__Dataset excerpts__
* * * * * * *
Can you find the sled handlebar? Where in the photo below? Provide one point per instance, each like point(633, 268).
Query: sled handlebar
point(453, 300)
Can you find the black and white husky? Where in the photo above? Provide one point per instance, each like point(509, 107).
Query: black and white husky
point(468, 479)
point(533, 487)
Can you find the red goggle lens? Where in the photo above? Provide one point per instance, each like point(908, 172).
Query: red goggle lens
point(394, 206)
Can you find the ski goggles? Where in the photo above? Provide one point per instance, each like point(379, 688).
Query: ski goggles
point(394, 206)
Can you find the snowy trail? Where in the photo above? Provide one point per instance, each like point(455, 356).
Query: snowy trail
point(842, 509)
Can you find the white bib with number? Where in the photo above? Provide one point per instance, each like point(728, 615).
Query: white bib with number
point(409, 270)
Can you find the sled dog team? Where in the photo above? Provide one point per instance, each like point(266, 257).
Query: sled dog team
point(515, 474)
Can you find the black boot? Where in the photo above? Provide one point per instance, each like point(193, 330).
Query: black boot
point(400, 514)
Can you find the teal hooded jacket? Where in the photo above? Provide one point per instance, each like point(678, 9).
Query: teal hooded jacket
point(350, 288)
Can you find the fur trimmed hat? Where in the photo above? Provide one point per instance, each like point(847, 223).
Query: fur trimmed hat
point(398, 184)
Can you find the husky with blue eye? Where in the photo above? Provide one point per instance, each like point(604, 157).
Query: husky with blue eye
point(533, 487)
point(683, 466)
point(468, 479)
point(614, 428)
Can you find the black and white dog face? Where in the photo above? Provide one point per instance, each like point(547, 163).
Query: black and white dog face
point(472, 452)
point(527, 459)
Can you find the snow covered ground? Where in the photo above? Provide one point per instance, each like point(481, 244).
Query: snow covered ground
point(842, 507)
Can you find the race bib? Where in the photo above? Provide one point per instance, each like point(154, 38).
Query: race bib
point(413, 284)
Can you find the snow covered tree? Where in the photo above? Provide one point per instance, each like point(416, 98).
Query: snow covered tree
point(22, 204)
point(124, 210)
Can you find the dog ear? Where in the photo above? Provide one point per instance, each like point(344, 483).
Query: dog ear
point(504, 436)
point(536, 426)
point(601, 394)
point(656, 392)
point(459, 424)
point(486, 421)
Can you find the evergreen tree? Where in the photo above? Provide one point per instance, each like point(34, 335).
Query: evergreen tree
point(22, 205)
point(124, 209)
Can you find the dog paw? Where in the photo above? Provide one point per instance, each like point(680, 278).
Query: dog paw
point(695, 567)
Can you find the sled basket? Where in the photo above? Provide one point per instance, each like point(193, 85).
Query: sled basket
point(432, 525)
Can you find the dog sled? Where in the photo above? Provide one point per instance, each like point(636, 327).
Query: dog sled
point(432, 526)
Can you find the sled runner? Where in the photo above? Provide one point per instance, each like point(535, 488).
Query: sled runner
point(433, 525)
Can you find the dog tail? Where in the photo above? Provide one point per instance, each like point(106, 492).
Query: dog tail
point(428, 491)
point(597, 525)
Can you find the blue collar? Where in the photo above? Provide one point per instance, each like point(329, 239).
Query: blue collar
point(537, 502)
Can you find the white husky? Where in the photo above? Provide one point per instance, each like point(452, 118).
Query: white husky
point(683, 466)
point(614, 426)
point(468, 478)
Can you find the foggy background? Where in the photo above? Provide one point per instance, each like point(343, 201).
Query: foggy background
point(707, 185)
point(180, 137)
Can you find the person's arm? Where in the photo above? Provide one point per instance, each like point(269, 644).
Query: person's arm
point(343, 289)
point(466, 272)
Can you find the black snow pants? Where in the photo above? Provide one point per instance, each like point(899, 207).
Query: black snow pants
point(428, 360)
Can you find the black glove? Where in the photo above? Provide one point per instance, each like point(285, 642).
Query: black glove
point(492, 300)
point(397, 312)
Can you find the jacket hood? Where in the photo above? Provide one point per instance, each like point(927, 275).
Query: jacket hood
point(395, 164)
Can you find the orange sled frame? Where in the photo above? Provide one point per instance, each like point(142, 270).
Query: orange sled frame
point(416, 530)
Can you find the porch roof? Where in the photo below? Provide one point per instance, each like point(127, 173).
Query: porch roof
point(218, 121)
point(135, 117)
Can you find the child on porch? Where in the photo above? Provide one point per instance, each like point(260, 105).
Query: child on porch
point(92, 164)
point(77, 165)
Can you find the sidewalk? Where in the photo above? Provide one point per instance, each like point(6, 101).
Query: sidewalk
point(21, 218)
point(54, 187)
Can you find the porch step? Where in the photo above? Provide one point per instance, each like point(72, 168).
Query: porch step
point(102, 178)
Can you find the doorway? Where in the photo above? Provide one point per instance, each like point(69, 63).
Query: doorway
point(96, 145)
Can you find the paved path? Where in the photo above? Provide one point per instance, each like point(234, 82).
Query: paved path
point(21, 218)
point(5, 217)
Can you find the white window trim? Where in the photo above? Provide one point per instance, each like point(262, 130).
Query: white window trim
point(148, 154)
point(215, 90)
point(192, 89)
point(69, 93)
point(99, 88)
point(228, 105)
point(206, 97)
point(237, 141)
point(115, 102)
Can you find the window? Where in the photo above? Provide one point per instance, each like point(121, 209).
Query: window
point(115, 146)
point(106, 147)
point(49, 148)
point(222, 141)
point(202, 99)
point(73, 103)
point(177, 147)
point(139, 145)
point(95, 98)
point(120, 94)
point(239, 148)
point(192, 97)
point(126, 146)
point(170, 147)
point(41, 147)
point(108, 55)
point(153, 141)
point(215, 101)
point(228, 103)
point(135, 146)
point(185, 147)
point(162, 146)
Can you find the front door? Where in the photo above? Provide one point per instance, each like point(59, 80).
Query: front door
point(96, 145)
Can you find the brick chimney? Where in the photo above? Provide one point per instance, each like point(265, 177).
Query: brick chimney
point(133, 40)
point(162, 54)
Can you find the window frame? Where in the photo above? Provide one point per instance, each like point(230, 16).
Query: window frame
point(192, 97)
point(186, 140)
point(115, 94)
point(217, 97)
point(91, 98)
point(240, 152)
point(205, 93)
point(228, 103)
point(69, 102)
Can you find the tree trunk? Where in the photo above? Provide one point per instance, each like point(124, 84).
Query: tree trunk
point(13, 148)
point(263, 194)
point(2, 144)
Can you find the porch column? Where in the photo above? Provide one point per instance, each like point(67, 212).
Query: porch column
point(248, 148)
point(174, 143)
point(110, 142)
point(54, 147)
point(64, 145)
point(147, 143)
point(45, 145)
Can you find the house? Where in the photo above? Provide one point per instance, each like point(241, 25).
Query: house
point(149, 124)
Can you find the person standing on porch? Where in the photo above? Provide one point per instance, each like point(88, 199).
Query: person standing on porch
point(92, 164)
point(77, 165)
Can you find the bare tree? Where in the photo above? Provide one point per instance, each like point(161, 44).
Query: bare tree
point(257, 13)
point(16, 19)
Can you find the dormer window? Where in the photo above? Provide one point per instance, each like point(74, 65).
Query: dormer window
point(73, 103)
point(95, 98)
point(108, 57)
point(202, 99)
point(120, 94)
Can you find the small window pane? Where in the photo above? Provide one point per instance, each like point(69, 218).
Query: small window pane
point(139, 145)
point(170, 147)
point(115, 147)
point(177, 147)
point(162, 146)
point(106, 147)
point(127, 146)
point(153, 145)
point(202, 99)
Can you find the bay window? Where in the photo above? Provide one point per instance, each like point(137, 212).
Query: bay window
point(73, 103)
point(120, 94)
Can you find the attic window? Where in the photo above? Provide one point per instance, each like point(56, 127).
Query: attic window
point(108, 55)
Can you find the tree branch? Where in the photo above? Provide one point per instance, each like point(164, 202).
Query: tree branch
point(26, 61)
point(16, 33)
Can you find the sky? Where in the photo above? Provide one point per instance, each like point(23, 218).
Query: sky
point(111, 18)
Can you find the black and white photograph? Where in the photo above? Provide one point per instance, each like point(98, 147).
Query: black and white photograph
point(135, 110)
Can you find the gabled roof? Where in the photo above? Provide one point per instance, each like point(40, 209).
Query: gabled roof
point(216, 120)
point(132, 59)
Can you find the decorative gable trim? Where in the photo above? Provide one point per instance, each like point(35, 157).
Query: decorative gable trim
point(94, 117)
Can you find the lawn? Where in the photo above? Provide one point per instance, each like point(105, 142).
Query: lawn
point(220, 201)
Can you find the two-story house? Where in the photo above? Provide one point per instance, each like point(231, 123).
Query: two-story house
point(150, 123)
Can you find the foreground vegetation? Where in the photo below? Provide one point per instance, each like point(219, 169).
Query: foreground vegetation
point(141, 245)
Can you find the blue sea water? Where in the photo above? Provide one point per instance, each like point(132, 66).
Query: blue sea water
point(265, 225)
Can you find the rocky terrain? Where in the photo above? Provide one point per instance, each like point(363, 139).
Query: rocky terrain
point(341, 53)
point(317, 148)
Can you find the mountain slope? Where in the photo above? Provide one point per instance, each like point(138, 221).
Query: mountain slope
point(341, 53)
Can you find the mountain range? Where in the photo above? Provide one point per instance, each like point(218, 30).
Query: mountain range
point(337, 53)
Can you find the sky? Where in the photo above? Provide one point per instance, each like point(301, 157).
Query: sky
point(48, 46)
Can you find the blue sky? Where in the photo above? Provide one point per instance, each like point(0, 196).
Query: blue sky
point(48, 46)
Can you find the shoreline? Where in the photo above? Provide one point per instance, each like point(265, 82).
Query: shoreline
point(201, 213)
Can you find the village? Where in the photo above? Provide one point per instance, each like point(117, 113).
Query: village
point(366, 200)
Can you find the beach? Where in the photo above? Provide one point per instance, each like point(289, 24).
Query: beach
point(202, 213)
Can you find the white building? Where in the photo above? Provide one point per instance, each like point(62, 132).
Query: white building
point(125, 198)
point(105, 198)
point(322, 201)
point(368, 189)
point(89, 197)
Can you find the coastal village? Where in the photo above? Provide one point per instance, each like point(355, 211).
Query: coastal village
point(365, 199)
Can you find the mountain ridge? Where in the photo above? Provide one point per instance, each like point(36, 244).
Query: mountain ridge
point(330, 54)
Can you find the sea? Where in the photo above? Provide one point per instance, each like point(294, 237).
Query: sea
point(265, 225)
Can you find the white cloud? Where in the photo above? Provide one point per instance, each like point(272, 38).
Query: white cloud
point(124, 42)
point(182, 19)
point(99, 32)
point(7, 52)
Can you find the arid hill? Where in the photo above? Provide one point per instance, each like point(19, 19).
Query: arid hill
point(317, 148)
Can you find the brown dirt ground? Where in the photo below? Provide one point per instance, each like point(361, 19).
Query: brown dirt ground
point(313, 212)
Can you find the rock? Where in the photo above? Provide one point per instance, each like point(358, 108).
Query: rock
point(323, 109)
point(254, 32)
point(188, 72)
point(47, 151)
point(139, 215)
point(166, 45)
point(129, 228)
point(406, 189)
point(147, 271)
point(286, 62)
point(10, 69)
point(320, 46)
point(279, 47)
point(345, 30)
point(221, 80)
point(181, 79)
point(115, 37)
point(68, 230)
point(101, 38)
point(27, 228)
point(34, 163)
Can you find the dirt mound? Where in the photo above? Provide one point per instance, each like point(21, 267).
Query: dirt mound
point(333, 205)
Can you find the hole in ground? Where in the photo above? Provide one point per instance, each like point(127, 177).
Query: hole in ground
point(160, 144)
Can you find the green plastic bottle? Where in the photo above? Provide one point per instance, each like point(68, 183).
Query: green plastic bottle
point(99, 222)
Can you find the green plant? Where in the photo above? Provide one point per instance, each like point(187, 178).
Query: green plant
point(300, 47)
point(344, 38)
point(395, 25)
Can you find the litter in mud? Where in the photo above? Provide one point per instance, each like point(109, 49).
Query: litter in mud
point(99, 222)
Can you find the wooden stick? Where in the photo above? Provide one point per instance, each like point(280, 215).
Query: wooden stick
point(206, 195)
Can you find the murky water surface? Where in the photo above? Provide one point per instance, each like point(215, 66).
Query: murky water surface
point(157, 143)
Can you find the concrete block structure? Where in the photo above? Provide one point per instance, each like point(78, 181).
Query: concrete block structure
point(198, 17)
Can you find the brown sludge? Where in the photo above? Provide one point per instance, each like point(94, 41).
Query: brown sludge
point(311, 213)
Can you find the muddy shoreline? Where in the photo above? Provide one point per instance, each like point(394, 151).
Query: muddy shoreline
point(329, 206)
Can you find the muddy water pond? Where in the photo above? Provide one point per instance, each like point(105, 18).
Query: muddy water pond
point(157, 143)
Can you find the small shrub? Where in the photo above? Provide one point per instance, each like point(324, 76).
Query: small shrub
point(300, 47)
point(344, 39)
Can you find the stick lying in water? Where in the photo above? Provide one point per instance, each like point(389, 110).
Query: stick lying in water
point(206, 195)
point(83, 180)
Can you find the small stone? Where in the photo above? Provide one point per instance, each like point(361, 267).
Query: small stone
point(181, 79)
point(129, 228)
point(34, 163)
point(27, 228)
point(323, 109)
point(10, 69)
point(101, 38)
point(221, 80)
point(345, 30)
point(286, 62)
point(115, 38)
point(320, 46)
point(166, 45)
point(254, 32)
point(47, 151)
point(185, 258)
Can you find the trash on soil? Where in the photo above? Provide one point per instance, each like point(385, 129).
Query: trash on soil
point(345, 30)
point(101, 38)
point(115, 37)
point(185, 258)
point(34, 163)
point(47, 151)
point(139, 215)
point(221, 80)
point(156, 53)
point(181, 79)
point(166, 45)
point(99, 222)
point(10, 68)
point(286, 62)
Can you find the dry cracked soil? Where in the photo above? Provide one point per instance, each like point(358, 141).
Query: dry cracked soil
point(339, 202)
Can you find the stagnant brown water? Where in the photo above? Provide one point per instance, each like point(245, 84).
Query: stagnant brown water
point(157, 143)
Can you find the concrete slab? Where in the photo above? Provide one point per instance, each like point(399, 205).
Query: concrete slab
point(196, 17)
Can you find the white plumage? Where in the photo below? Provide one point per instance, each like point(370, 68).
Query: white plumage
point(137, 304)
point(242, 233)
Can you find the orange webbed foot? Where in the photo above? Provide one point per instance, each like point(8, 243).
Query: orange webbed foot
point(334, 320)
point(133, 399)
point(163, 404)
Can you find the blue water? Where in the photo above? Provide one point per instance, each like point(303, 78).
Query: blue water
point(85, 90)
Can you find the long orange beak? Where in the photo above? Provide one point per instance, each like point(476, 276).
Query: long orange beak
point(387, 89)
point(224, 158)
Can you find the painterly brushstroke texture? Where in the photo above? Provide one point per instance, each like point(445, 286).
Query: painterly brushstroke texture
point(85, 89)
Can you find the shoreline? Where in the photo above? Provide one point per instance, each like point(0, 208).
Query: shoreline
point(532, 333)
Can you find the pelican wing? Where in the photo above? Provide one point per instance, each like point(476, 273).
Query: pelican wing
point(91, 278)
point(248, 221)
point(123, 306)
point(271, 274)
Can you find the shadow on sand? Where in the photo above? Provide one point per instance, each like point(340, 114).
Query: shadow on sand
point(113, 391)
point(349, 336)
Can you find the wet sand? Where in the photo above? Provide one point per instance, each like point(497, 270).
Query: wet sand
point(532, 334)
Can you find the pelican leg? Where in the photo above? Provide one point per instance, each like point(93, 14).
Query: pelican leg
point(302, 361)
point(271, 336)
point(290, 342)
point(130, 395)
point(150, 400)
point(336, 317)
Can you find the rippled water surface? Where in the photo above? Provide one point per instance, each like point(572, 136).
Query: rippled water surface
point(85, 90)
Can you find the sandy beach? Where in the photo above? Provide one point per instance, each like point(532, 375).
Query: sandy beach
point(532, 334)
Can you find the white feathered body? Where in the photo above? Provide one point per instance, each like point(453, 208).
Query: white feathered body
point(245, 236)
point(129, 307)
* * * * * * *
__What needs to be done__
Report the lines above that contain "below".

__Answer area__
Can you find the sled handlebar? Where in the photo below? Provide one point per instance, each like point(633, 268).
Can you find the porch roof? Where in the photo below? Provide one point per instance, each like point(127, 173).
Can you find the foreground vegetation? Where in the photo below? Provide one point per instance, each like point(219, 169).
Can you find the brown dirt ground? Where in the photo below? Provide one point per instance, each like point(361, 19).
Can you find the white plumage? Where in the photo below? Provide one point per instance, each like point(370, 68).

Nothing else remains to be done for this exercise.